EXERCISE OBJECTIVE: Retype every one of the lines below, character for character, without any change.
** start of LISTED ENTRIES **
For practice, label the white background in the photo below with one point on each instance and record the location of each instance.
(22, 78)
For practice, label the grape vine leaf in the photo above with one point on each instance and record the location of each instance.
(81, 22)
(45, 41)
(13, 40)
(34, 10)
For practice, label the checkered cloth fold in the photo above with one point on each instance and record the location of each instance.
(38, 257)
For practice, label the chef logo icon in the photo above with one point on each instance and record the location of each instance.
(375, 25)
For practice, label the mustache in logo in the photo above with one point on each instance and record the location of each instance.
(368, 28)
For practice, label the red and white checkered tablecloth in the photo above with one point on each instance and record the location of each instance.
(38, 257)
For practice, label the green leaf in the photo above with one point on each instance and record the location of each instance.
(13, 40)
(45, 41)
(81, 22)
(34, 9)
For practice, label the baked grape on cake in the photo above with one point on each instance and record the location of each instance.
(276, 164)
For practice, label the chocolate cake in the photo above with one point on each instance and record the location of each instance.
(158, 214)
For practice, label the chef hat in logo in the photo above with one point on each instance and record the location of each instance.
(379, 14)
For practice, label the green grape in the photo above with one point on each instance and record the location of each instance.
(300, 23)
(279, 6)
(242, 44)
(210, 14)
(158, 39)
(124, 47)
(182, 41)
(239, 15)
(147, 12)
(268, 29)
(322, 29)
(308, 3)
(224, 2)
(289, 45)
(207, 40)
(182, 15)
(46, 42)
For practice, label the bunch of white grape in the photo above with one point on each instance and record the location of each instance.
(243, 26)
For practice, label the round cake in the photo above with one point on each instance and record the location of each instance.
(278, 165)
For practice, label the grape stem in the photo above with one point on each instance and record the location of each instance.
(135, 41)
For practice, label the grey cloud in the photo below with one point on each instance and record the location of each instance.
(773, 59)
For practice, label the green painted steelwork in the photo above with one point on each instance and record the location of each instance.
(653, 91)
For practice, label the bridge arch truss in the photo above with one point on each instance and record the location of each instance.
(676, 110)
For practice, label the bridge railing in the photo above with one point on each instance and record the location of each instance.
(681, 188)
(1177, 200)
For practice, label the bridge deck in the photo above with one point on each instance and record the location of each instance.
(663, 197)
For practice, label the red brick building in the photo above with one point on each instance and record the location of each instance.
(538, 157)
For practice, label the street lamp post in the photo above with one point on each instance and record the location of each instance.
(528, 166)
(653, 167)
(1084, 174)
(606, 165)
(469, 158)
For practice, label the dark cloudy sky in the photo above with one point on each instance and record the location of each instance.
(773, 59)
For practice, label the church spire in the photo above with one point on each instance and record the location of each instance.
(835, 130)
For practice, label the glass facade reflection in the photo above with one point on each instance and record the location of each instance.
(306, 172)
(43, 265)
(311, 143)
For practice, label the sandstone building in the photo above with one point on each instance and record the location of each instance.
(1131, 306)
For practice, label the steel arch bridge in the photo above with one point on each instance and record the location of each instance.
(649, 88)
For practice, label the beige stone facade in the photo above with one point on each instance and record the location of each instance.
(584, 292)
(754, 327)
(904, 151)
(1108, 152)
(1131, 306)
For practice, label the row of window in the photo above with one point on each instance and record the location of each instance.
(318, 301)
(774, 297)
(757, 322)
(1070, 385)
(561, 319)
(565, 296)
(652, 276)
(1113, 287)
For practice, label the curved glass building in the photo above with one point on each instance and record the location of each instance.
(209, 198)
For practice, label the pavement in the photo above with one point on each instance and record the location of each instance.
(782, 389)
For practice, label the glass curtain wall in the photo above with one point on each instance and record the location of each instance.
** end of LISTED ENTRIES **
WRITTEN RESPONSE:
For practice, label the white background in the photo below with one point on each instance and record the location of each instance.
(22, 78)
For practice, label the grape vine leaf in the photo above with one point on each instance and record the location of each instance.
(81, 22)
(45, 41)
(13, 40)
(34, 10)
For practice, label the checkered cloth fold in the photo above with one point on each instance and record the location of each instance.
(38, 257)
For practice, label the chef logo icon in the photo above with one point on each instance and record the location of each instance.
(375, 25)
For practice, label the mustache in logo in the photo above with one point on each instance and record the location of each instance.
(368, 28)
For practice, label the red and white checkered tablecloth in the photo above with one point on each instance and record the location of each instance.
(38, 257)
For practice, label the green leaf in the photo above with one point on each instance and record the location of each instance.
(13, 40)
(45, 41)
(81, 22)
(34, 9)
For practice, label the baked grape on cake in the photo above with one point on each instance and record the location of each instance.
(276, 164)
For practice, label the chocolate cake in the photo above with one point on each instance and record the location of each instance.
(158, 214)
For practice, label the chef hat in logo in the photo above with one point on each instance and record the location of each instance.
(379, 14)
For practice, label the green grape in the photo above with one point on each instance and record the location of each instance.
(300, 23)
(279, 6)
(242, 44)
(210, 14)
(158, 39)
(124, 47)
(182, 41)
(239, 15)
(147, 12)
(268, 29)
(322, 29)
(308, 3)
(224, 2)
(289, 45)
(207, 40)
(182, 15)
(46, 42)
For practice, label the bunch of white grape in the photo above with one point on each instance and record the location of each instance.
(243, 26)
For practice, label the round cake in the photo above with one point on each instance and record the location of each instance.
(278, 165)
For practice, label the grape stem in the photo above with one point on each instance and record the location of each instance.
(135, 41)
For practice, label the grey cloud in the photo below with one point on each instance and record the location of each instance.
(773, 59)
For practice, label the green painted steelwork in the photo above with one point on each instance and record the location of each instance.
(653, 91)
For practice, label the bridge arch truss in the photo above with one point on each instance and record the location of each instance.
(676, 110)
For practice, label the bridge railing in the photo above with one point on each instance and record the location of each instance.
(681, 188)
(1177, 200)
For practice, label the bridge deck in the photo above with one point on each instance and record the location of each instance.
(663, 197)
For practice, label the red brick building in the photo above with one point on each instance and record the location of each instance.
(538, 157)
For practice, label the street lamp post in the photo above with one point on each instance and record the location of each instance.
(528, 166)
(653, 167)
(1084, 174)
(606, 165)
(469, 158)
For practice, label the dark cloudy sky in the photo above with one point on each instance and record the location of each instance.
(773, 59)
For practice, label the church spire in the photo above with one point on each instance and record the location of each instance.
(835, 130)
For practice, label the glass facade reflection in the photo above with one point on each instance and record the location of each instance.
(306, 172)
(43, 265)
(311, 143)
For practice, label the sandstone building in the photo above with one point on each instance and record the location of each instance.
(1131, 306)
For practice, label the steel arch bridge in the photo above with one point on each instance and record the location of each instance.
(649, 88)
For practice, label the beige stone facade in the photo above with one point on each instance and record the location of each instance.
(584, 292)
(754, 327)
(904, 151)
(1108, 152)
(1131, 306)
For practice, label the row of window in the photo above with one point on each instance and record the location of each instance.
(318, 301)
(774, 297)
(757, 322)
(1070, 385)
(561, 319)
(565, 296)
(652, 276)
(1113, 287)
For practice, label the curved glass building in the photo above with one point on each instance and record the location of each instance.
(209, 198)
For practice, label the pavement in the photo above with one point on each instance and record the location of each instance.
(782, 389)
For practice, label the glass curtain wall in the photo above with one point on each instance and record the location of each instance.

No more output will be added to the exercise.